[Box-labeled dataset extracts]

···

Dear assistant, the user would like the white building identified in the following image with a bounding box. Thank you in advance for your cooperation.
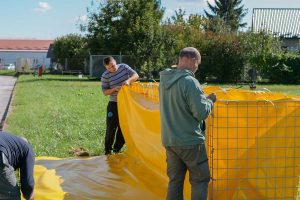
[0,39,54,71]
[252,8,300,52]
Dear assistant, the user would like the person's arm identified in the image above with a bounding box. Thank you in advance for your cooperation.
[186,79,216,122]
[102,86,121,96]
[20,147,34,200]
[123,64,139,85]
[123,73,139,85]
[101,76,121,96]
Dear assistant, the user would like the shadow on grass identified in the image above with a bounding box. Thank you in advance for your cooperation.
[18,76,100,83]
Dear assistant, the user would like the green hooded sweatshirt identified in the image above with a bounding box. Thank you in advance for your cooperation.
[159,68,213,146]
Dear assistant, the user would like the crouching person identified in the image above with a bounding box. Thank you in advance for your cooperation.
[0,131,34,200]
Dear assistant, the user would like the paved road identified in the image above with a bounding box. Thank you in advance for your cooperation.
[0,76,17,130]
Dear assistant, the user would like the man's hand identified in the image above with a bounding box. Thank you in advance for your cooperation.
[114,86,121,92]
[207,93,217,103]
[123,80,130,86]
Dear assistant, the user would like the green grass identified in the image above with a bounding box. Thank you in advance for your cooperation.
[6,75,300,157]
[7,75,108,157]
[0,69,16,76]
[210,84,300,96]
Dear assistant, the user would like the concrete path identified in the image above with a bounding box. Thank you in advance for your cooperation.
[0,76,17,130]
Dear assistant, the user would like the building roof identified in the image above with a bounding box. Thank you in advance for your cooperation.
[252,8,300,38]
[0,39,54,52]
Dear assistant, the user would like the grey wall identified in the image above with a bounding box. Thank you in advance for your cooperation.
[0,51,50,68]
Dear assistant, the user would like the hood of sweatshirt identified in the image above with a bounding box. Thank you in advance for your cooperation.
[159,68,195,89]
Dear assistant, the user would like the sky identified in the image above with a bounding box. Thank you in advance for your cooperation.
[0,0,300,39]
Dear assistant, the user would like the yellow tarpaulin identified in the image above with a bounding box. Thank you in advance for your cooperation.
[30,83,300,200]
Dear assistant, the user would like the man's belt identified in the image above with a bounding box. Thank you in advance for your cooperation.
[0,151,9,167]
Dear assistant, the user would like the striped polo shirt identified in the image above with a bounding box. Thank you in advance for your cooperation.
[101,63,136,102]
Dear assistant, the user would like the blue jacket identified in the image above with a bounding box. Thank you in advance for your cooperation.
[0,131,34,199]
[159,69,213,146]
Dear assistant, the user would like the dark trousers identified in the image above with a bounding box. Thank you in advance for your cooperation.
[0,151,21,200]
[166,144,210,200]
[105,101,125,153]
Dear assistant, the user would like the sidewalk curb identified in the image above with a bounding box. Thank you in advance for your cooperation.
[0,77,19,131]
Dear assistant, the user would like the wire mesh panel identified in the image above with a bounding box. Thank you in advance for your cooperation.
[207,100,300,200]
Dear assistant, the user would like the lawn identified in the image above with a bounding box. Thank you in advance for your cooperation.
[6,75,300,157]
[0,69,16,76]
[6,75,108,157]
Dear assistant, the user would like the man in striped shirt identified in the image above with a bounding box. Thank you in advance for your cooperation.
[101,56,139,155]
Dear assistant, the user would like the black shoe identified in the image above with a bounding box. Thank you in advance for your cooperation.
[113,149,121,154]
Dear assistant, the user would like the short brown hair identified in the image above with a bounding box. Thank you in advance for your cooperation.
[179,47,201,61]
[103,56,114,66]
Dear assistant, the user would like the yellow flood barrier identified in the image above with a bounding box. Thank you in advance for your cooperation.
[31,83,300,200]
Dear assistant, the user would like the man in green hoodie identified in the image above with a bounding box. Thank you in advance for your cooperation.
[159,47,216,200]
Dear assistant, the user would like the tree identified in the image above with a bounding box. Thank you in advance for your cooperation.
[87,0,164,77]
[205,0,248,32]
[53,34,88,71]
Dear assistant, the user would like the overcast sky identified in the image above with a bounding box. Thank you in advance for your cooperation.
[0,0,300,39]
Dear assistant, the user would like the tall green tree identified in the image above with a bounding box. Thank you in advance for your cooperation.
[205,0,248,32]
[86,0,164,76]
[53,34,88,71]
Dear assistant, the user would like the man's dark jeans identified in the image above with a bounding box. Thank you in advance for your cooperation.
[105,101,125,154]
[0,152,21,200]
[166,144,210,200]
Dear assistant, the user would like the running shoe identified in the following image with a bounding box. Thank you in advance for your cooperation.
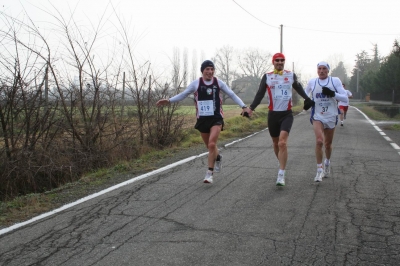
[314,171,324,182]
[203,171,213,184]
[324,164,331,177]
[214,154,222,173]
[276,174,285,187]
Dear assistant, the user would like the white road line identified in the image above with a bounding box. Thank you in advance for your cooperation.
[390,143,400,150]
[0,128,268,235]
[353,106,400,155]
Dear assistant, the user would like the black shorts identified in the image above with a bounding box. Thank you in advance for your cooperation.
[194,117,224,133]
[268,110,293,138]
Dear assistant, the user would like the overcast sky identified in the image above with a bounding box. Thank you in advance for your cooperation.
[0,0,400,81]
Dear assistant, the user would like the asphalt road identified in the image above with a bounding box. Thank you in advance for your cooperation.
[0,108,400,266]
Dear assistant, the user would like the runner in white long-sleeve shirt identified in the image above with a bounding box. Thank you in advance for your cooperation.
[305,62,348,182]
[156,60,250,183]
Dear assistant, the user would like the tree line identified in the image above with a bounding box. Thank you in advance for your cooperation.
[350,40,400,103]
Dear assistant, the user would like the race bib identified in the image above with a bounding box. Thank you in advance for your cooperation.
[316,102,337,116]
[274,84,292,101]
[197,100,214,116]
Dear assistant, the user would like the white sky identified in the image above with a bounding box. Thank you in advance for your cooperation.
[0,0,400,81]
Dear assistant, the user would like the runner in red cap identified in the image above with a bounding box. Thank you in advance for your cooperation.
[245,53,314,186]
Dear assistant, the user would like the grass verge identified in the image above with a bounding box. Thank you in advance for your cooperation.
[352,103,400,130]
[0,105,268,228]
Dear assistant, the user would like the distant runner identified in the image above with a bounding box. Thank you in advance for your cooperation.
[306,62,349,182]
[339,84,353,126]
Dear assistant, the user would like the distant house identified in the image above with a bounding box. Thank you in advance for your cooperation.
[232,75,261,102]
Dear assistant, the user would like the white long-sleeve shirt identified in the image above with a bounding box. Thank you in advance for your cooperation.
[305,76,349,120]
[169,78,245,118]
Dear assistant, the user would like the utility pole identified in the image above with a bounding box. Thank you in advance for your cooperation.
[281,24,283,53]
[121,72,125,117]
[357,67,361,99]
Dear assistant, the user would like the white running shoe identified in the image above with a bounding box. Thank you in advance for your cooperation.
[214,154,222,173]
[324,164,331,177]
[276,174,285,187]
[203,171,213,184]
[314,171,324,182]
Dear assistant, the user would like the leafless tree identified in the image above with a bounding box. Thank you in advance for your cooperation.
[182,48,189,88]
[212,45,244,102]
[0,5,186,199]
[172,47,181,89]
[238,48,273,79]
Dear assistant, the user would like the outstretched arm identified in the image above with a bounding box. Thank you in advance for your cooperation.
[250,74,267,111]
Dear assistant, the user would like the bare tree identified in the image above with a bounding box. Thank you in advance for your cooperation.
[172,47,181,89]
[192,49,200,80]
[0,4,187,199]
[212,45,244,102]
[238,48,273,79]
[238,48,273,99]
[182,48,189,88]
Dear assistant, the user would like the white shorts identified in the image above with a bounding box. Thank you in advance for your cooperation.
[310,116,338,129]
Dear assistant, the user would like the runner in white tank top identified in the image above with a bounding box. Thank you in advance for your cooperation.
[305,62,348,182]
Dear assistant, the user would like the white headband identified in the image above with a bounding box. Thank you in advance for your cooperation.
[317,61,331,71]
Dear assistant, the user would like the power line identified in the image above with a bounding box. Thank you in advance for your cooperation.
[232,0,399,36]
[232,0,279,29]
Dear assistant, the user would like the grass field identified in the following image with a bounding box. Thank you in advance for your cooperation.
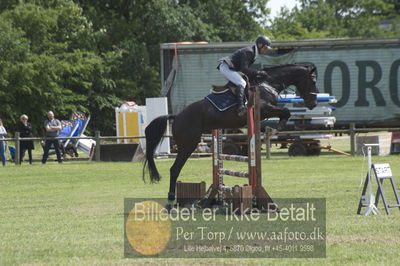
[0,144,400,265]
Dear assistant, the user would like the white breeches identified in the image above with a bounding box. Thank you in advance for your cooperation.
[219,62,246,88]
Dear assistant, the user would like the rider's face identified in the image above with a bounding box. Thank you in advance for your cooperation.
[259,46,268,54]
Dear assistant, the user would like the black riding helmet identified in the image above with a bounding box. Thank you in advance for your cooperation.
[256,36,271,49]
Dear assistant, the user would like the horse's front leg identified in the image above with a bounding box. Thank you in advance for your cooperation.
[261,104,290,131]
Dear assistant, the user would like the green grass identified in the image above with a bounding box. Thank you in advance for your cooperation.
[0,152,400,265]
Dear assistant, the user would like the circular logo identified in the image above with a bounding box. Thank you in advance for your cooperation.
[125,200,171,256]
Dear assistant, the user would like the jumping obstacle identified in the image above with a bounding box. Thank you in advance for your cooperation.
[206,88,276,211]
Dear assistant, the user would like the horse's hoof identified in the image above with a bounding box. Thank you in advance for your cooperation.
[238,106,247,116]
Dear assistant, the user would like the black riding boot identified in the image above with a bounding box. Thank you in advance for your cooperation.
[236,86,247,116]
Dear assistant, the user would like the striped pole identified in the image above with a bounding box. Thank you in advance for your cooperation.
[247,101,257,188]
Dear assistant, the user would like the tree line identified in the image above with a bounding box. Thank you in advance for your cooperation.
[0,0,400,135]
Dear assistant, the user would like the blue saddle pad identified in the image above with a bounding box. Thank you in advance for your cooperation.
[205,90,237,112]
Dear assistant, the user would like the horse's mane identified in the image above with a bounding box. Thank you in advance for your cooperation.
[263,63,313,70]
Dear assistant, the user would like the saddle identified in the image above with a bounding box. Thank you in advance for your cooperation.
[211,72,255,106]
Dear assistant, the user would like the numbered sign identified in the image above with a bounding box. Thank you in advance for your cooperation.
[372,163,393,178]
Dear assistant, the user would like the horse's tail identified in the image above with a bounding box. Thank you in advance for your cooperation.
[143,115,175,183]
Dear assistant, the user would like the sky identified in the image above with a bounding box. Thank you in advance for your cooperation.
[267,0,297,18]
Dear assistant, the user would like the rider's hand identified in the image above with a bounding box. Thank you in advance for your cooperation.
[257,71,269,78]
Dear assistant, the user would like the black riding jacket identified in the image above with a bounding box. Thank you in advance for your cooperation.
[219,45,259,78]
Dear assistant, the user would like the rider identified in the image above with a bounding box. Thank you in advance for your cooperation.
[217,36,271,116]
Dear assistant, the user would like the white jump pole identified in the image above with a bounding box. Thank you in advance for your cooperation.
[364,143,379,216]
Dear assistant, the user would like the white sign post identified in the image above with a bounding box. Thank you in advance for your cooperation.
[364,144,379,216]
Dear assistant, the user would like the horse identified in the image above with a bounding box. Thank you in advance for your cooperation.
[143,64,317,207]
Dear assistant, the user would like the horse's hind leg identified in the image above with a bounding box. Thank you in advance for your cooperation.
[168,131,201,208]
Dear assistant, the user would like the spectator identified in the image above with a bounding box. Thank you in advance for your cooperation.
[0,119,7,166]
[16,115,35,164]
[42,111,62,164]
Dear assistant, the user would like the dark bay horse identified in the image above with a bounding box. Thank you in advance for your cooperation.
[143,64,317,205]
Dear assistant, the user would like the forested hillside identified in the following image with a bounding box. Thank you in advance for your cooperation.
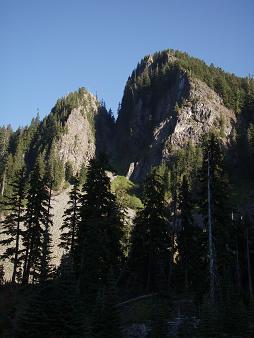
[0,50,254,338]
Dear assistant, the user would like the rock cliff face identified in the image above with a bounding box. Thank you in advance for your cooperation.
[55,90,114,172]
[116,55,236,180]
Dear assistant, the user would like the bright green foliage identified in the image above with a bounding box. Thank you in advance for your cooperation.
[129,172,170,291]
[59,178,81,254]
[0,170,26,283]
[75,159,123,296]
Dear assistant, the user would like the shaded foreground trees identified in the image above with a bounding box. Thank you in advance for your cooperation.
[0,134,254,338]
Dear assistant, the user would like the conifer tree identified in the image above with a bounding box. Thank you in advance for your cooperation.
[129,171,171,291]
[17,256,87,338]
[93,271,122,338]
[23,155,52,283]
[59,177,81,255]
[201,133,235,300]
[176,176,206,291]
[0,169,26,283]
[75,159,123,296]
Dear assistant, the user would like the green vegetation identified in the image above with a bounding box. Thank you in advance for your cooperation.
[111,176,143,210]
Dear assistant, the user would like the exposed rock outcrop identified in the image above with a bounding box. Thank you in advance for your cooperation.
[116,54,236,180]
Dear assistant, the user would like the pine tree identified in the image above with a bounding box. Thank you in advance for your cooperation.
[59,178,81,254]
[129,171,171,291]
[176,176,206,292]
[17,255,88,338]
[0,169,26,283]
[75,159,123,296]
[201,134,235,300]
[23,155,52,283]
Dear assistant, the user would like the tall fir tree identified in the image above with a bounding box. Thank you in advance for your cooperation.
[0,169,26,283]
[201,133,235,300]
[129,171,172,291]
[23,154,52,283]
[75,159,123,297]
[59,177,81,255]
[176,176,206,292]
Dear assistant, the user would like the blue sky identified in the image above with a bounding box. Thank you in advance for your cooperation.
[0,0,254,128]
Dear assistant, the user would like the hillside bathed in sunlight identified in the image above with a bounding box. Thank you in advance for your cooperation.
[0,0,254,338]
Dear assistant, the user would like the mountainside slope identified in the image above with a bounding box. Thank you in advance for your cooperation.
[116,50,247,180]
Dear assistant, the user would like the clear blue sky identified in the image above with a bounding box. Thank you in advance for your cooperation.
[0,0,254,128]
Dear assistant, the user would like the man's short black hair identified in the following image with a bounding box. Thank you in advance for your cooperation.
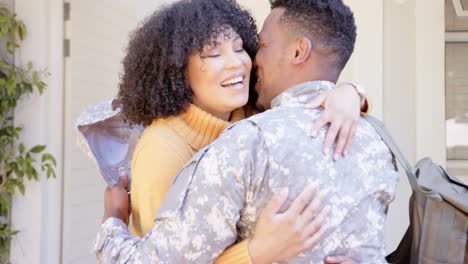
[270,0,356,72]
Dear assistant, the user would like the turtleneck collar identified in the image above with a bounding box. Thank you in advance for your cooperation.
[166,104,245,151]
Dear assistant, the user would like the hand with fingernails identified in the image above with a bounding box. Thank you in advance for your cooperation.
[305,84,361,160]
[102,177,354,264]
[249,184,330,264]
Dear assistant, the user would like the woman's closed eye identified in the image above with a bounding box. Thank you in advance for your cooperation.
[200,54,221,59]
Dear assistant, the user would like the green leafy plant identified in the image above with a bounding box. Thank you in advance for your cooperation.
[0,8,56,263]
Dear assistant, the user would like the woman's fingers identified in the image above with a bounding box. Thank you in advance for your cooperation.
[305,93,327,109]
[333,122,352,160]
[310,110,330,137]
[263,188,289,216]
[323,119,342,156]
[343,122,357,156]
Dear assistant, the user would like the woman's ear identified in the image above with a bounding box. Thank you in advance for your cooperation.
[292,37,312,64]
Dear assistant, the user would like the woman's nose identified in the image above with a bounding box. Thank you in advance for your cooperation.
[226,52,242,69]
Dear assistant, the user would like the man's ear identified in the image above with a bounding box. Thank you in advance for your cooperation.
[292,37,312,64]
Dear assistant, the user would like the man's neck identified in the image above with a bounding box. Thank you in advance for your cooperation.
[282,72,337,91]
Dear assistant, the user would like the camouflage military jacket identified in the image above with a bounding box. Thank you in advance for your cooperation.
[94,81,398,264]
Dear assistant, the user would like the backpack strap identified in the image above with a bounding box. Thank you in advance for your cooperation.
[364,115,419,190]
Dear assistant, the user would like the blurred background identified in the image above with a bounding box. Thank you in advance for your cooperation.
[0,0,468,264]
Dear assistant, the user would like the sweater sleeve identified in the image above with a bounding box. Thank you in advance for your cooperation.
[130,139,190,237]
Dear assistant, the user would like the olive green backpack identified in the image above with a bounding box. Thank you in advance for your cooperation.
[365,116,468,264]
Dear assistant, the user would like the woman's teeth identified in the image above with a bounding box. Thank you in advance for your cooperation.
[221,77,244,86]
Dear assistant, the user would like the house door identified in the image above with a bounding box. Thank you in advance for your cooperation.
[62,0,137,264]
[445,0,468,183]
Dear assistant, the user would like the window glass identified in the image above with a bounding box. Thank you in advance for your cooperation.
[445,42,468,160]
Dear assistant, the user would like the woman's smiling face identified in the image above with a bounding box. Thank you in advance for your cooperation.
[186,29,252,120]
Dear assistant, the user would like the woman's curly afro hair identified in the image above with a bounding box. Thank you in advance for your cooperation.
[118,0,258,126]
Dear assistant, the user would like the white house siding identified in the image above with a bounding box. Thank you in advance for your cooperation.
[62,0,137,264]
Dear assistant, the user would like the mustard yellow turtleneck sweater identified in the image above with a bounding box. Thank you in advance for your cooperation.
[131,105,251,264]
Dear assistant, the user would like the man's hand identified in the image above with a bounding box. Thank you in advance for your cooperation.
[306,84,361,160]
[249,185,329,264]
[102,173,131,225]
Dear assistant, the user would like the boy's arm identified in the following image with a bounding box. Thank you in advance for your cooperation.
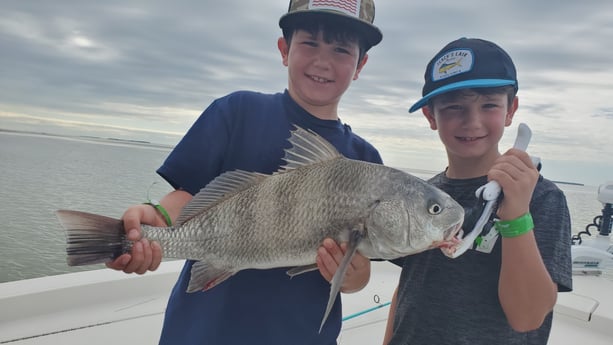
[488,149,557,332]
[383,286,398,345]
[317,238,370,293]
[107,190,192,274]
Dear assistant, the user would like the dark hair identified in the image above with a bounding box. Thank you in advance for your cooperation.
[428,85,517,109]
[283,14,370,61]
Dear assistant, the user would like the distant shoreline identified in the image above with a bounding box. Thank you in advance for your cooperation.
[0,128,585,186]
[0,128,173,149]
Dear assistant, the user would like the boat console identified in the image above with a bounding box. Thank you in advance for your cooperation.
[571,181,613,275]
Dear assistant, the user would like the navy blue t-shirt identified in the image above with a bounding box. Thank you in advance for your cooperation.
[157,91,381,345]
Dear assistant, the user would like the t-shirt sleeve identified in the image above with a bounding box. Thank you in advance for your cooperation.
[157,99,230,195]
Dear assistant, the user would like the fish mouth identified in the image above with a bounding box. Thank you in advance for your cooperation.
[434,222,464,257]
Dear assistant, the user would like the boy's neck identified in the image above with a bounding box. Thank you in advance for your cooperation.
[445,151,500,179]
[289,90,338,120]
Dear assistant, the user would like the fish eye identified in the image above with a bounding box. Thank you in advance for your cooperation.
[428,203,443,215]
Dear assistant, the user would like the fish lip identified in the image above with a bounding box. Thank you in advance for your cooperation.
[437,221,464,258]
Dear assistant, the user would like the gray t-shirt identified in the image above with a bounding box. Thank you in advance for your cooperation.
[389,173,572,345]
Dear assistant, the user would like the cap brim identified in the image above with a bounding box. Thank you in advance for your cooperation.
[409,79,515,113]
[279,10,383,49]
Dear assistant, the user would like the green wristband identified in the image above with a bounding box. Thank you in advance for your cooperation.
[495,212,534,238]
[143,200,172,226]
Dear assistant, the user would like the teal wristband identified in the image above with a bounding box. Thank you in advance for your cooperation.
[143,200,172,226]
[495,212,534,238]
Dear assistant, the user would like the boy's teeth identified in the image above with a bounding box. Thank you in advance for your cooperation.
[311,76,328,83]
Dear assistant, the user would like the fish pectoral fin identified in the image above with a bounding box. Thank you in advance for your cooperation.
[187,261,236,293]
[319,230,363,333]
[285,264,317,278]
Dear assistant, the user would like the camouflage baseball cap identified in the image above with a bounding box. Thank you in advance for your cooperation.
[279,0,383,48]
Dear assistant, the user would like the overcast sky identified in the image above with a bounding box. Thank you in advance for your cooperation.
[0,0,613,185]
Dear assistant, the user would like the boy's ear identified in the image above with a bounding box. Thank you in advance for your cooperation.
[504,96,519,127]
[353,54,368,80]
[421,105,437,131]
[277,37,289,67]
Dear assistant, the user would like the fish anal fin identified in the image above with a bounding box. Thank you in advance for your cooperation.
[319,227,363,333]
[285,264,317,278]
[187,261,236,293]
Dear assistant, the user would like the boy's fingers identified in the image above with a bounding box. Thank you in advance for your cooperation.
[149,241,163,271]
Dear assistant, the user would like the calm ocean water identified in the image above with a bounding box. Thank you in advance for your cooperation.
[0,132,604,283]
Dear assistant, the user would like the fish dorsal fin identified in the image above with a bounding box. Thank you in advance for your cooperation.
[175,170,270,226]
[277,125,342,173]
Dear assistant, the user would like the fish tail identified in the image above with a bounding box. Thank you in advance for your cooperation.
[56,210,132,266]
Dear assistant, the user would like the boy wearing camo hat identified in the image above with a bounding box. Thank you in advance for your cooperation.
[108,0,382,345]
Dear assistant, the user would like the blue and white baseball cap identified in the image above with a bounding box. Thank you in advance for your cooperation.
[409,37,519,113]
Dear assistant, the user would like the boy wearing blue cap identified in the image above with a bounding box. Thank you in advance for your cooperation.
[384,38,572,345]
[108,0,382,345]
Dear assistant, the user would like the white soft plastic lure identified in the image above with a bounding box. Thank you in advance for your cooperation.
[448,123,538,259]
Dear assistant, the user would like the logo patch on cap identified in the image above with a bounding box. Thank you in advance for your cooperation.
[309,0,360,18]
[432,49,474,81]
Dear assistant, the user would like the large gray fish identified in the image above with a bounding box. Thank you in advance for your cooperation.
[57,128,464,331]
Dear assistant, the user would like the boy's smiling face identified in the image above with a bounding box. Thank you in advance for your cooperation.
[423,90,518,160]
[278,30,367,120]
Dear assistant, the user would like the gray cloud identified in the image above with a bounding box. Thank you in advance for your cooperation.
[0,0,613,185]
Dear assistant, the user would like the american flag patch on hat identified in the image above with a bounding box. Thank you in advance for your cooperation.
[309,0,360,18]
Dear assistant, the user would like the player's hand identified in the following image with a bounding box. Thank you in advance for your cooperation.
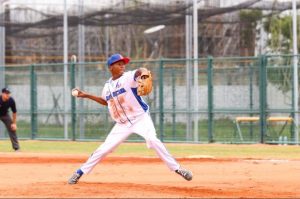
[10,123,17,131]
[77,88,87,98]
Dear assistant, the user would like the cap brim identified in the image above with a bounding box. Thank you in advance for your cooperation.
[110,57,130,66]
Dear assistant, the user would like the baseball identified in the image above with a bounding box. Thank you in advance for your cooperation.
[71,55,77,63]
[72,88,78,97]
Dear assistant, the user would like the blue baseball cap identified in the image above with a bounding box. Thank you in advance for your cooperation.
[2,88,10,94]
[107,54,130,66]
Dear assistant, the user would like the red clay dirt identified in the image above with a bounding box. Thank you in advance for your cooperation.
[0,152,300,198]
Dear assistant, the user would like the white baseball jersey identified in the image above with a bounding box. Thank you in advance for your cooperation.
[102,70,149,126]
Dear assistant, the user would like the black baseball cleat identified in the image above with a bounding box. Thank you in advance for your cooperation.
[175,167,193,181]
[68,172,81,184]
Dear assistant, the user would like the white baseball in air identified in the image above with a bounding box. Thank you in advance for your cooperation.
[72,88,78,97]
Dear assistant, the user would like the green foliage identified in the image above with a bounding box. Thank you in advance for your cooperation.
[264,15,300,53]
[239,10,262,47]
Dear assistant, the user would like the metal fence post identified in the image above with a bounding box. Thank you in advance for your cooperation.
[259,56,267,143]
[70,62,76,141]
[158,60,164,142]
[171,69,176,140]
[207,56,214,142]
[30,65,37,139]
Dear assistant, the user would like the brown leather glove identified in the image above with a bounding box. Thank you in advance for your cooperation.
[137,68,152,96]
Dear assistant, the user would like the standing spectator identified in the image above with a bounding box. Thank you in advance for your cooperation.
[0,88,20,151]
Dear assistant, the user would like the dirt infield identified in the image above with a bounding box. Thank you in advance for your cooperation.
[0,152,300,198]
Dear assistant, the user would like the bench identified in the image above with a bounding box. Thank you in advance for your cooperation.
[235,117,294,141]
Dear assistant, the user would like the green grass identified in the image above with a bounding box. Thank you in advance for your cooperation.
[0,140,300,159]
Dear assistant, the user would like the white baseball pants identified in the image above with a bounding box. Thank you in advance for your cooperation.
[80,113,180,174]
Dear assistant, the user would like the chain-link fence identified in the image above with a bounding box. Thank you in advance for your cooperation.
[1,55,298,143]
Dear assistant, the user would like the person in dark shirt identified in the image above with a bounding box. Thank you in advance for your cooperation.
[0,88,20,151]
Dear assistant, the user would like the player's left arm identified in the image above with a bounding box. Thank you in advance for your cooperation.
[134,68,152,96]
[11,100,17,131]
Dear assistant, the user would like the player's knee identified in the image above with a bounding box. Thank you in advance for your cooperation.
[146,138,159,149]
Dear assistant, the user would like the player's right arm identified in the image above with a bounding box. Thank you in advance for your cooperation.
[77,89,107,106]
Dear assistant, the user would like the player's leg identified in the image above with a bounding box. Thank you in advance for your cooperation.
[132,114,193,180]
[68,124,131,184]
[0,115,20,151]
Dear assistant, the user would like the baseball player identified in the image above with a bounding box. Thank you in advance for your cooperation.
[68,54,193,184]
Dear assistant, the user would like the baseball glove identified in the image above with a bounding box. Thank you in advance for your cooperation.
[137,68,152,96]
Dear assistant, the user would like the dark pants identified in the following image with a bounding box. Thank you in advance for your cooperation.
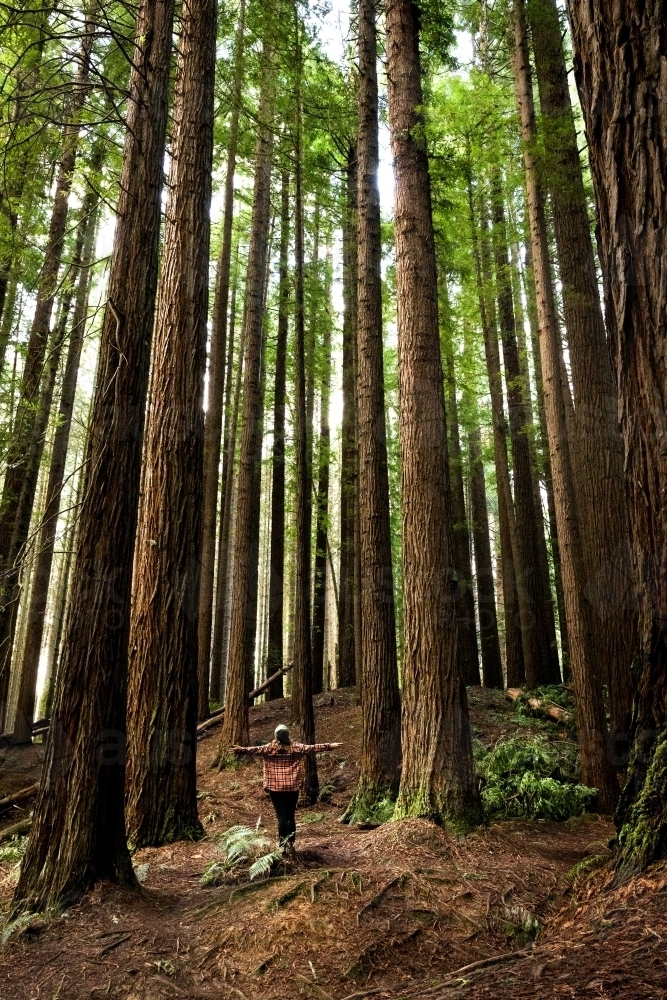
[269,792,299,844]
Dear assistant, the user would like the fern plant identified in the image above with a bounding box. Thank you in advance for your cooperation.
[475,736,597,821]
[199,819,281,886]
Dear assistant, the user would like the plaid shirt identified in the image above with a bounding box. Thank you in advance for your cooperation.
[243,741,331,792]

···

What you should do =>
Render everything from the line containing "Dear assistant, the user would like the baseball player" down to the last line as a Markdown table with the columns Row and Line, omitting blank lines and the pictures.

Finished exercise =>
| Row | Line |
|---|---|
| 1 | Dear assistant, the user would like the baseball player identified in the image above with a bounding box. Thank you in advance for your cooperation. |
| 2 | [68,54,193,184] |
| 3 | Dear assistant, the user would like the baseball glove identified in the image above with a bounding box. Thank you in advance for your cooperation. |
| 4 | [137,68,152,96] |
| 5 | Dear assistant, the user would like the dark pants identified in the following image with a bounding box. Thank you in advance for your cooperation. |
| 6 | [269,792,299,844] |
| 7 | Dear assistant, the user would like the fern plant identified in the image above with a bounding box. Thank you in advance for your cooperation. |
| 8 | [475,736,597,821] |
| 9 | [199,819,281,886] |
| 10 | Dear assistant, the user would like the plaid shirt identified in the image above with a bounding box. Thank you in advance for your cooperation. |
| 11 | [243,741,331,792] |